Wahlplakat in Moldawien 2019
AP/Vadim Ghirda
Moskaus langer Arm

Moldawien ringt mit Oligarchen

Proteste gegen die proeuropäische Regierung, Warnungen vor einem russischen Staatsstreich und ein von Russland gesteuertes Netzwerk in Moldawien: Russland ringt um Einfluss in dem 2,6-Mio.-Einwohner-Land, das seit vergangenem Jahr wie auch die Ukraine offiziell EU-Beitrittskandidat ist und dessen Regierung stark Richtung EU strebt. Sprachrohr des Kreml und Ausführender von dessen Interessen ist der 35-jährige Oligarch Ilan Shor.

*Schriftliche Aufgabe 1:* Gib den Abschnitt aus dem Text über Moldawien von "Proteste gegen die" bis "Oligarch Ilan Shor." wortgetreu wieder.
Der Text über Moldawien und die Datensätze stammen aus unterschiedlichen Quellen.

Annotationsdaten zur Objektlokalisierung:
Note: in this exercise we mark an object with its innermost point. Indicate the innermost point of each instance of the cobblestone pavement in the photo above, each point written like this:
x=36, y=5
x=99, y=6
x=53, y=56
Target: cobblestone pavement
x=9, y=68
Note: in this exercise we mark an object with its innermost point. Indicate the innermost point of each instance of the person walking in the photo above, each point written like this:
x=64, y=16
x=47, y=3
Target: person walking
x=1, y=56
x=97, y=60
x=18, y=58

*Schriftliche Aufgabe 2:* Schreibe die Datensätze von der Zeile mit "of the person" bis zum Ende der Datensätze als Markdown-Tabelle um. Die Spalte "Nummer" enthält die fortlaufende Zeilennummer, die Spalte "Zeile" den Wortlaut, und Leerzeilen entfallen.

*Ausgearbeitete Lösung 1:*
Proteste gegen die proeuropäische Regierung, Warnungen vor einem russischen Staatsstreich und ein von Russland gesteuertes Netzwerk in Moldawien: Russland ringt um Einfluss in dem 2,6-Mio.-Einwohner-Land, das seit vergangenem Jahr wie auch die Ukraine offiziell EU-Beitrittskandidat ist und dessen Regierung stark Richtung EU strebt. Sprachrohr des Kreml und Ausführender von dessen Interessen ist der 35-jährige Oligarch Ilan Shor.

*Ausgearbeitete Lösung 2:*
| Nummer | Zeile |
|---|---|
| 1 | Note: in this exercise we mark an object with its innermost point. Indicate the innermost point of each instance of the person walking in the photo above, each point written like this: |
| 2 | x=64, y=16 |
| 3 | x=47, y=3 |
| 4 | Target: person walking |
| 5 | x=1, y=56 |
| 6 | x=97, y=60 |
| 7 | x=18, y=58 |